===== EXTRACTED DATA =====
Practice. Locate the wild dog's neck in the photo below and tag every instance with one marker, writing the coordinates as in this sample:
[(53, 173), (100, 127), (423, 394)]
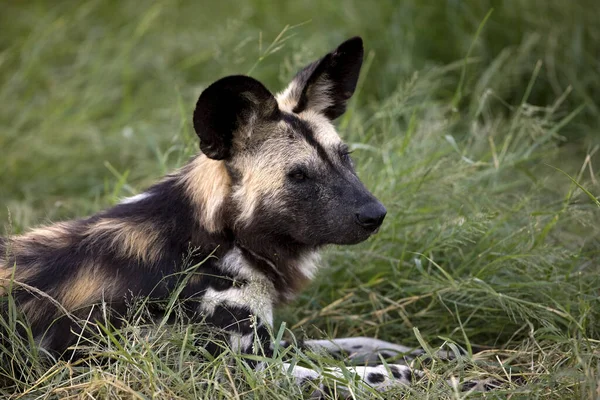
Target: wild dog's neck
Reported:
[(207, 185), (288, 264), (290, 267)]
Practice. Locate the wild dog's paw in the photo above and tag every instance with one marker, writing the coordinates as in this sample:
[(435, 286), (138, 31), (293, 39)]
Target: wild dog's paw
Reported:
[(482, 385), (383, 376)]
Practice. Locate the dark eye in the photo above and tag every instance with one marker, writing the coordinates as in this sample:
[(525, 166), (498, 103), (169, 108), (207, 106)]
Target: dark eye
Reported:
[(298, 175), (345, 154)]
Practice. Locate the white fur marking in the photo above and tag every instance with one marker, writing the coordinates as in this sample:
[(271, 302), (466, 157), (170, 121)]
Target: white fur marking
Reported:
[(135, 199)]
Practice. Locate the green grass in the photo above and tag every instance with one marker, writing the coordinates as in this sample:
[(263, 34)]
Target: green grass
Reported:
[(486, 244)]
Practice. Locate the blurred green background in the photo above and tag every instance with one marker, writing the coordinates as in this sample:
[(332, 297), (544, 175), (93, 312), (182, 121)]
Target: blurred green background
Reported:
[(90, 83)]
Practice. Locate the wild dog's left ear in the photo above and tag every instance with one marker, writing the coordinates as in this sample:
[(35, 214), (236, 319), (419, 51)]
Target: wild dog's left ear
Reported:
[(228, 110), (326, 85)]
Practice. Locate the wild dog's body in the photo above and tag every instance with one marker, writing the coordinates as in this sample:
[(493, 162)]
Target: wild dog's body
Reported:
[(274, 184)]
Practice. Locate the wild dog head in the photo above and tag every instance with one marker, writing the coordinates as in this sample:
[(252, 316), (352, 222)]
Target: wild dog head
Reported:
[(292, 177)]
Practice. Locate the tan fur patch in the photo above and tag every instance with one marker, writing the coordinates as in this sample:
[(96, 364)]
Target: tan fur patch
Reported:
[(318, 95), (89, 286), (137, 240), (208, 184), (53, 236), (323, 129)]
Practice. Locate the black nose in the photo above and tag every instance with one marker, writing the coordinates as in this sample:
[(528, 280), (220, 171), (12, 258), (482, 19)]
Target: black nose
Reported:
[(371, 215)]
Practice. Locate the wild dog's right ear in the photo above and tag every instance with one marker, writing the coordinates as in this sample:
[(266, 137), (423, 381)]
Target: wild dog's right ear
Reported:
[(326, 85), (228, 106)]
=====
# EXERCISE REQUIREMENTS
Restate the data above word for word. Skip every picture.

# SOLUTION FOR THIS PROBLEM
Practice. Locate the wild dog's neck in the photo below and tag every instance with one marker, writing the coordinates as in this sample:
[(53, 173), (100, 127), (423, 394)]
Target: wild dog's neck
Reported:
[(207, 185), (288, 264), (290, 267)]
Practice. Locate the wild dog's paw in the photo above and tag every instance with one marker, writing the coordinates as in this sample:
[(435, 286), (138, 31), (293, 39)]
Target: wild dog's paw
Reported:
[(482, 385), (383, 376)]
Practice. Locate the dark eye in the photo above and tag every instance with one marker, writing the coordinates as in this sample:
[(525, 166), (498, 103), (169, 108), (207, 106)]
Target: dark eye
Reported:
[(298, 175), (345, 154)]
Practice. Locate the white fur marking in the photo above and tag every instance with one marker, writing the coordinates as in this sample:
[(271, 302), (466, 157), (170, 121)]
Target: white fur marking
Reported:
[(135, 199)]
Practice. Locate the green grass in the photo above and tag every instance with one marker, writing the coordinates as in this sample:
[(263, 34)]
Target: green grass
Reported:
[(486, 244)]
Practice. Locate the blurred green background in the photo above and tag every instance with one marker, writing the coordinates as in this sample:
[(332, 297), (544, 175), (93, 312), (182, 121)]
Target: blurred green background
Reported:
[(90, 83)]
Practice. Locate the wild dog's left ear in the photo above and tag every instance with one marker, writing the coordinates as in this sample:
[(35, 214), (236, 319), (419, 51)]
Target: wild dog's left ear
Reported:
[(228, 110), (326, 85)]
Practice. Locate the wild dog's body in the photo above and tag every instance with one marker, writing the coordinates as in this sample:
[(493, 162)]
Target: wild dog's body
Reported:
[(274, 184)]
Practice. Locate the wild dog head in the photo above and tag every instance with one marker, writing the coordinates as in this sample:
[(252, 316), (352, 222)]
Target: wild dog head
Reported:
[(292, 177)]
Practice. Locate the tan fur patch in the photo above and tag every instance with one marker, writing the coordinates as in this sample:
[(96, 364)]
Target: tan fur patch
Reported:
[(318, 95), (89, 286), (137, 240), (208, 184), (53, 236), (323, 129)]
Practice. Locate the black nose in the photo above and tag every instance with one marker, writing the coordinates as in this sample:
[(528, 280), (220, 171), (12, 258), (482, 19)]
Target: black nose
Reported:
[(371, 215)]
Practice. Locate the wild dog's right ear in the photo above and tag every instance with one marker, writing the coordinates as in this sample:
[(266, 137), (423, 381)]
Target: wild dog's right ear
Reported:
[(326, 85), (228, 106)]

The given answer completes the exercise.